• **BEREITGESTELLTER TEXT**

+++

Wie sollte auf ein solches Bekenntnisstück, für das Ausstatterin Emine Güner eine Guckkastenbühne zimmern ließ, vor der Gramsci überwiegend auf seinem Zellenbett gestikulierte, nach der Pause nun mit Puccinis Klosterszenen aus »Il trittico« in Einklang gebracht werden? Passabel, dieses Wort wäre als Antwort viel zu kurz gegriffen. Denn die lang erwartete Uraufführung, zu der Görlitz nur gratuliert werden darf (und die der Frankfurter Rundschau nicht mal eine Rezension wert war, während Witwe Jungheinrich mitsamt Kindern und Enkelkindern an die Neiße gereist ist), sie fügte sich geradezu harmonisch mit der 1918 an der New Yorker Met herausgekommenen »Schwester Angelika«. Gesungen wurde der Mittelteil aus Puccinis hintersinnigem Triptychon im italienischen Original und dargestellt in einem blumig hellen Klosterhof.
Hier hat sich die einer wohlhabenden Familie entstammende Titelfigur, nachdem sie „unstandesgemäß“ ein Kind zur Welt gebracht und damit die „allerheiligste Familienehre“ befleckt hat, zurückziehen müssen. Eine Außenseiterin im Kreise der unter dem rigiden Regime einer diktatorischen Äbtissin stehenden Nonnen. Angelica widmet sich der Pflege von Kräutern, lebt ansonsten schweigsam zurückgezogen und sehnt sich nach ihrem Kind, das ihr umgehend nach der Geburt entrissen wurde.

+++

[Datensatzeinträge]
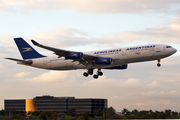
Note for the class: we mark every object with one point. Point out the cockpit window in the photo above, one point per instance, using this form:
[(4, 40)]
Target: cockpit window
[(168, 47)]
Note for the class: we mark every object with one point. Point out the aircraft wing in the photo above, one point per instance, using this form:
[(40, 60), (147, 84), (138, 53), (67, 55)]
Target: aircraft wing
[(28, 62), (61, 52)]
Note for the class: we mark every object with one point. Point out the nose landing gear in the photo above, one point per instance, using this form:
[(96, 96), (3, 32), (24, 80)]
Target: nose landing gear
[(159, 65), (90, 72)]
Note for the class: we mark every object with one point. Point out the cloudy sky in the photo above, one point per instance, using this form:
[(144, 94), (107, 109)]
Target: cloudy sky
[(85, 25)]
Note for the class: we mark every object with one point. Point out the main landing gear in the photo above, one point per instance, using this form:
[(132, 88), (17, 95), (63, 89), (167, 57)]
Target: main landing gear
[(159, 65), (90, 72)]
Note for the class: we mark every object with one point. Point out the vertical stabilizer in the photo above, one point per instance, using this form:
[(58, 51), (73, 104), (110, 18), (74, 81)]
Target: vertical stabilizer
[(27, 52)]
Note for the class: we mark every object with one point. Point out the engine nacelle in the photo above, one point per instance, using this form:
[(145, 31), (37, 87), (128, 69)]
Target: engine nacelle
[(75, 55), (122, 67), (103, 61)]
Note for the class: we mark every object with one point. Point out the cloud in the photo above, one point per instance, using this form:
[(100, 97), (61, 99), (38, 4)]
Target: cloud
[(22, 74), (67, 37), (63, 37), (94, 6)]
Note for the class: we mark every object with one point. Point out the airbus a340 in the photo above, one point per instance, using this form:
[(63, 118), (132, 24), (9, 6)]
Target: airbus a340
[(104, 59)]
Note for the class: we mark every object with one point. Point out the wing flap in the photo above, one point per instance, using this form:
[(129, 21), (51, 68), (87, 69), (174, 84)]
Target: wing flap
[(28, 62)]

+++

• **ZU ERLEDIGENDE AUFGABEN**
(a) Beantworte anhand des Textes über den Görlitzer Opernabend folgende Fragen:
(i) In welcher Sprache wurde »Schwester Angelika« gesungen?
(ii) In welchem Jahr und an welchem Haus kam »Schwester Angelika« heraus?
(iii) Welcher Tätigkeit widmet sich Angelica im Kloster?
(b) Setze den Text über den Görlitzer Opernabend nach seinem letzten Satz fort.

• **LÖSUNGEN**
(a)
(i) Im italienischen Original.
(ii) 1918 an der New Yorker Met.
(iii) Der Pflege von Kräutern.

(b)
Ihre fürstliche Tante, eine füllige Matrone voll seelischer Kälte, lässt sie glauben, das Kind sei verstorben, woraufhin Angelica auf ihr Erbe verzichtet und sich vergiftet. Kirchlichem Starrsinn zufolge eine Todsünde.
Patricia Bänsch verkörpert hier eine gebrochene und dennoch charaktervoll liebende Mutter, die Mitleid erregend betört. Eine reine Frauenoper, in der Solistinnen wie Chorsängerinnen klösterlich klangvoll überzeugen. Generalmusikdirektor Roman Brogli-Sacher hat den Premierenabend wunderbar dramatisch gestaltet, schöne Klangfarben zum Blühen gebracht und das Doppel aus Novum und Nonnendrama emotional fein gewürzt. Regisseur Bernhard F. Loges schuf dazu eine überzeugende Inszenierung, in der die doppelte Weltflucht – Gramsci sucht gezwungenermaßen schreibend nach Wissen, die Nonne Angelica glaubensvoll betend nach Erlösung in einem „Jenseits“ – zwei scheiternde Existenzen aus ihrer weltlichen Umklammerung durch doktrinäre Grausamkeiten befreit.
Weitere Aufführungen im Haus Görlitz am 30.3., 4.4., 30.4., 17.5.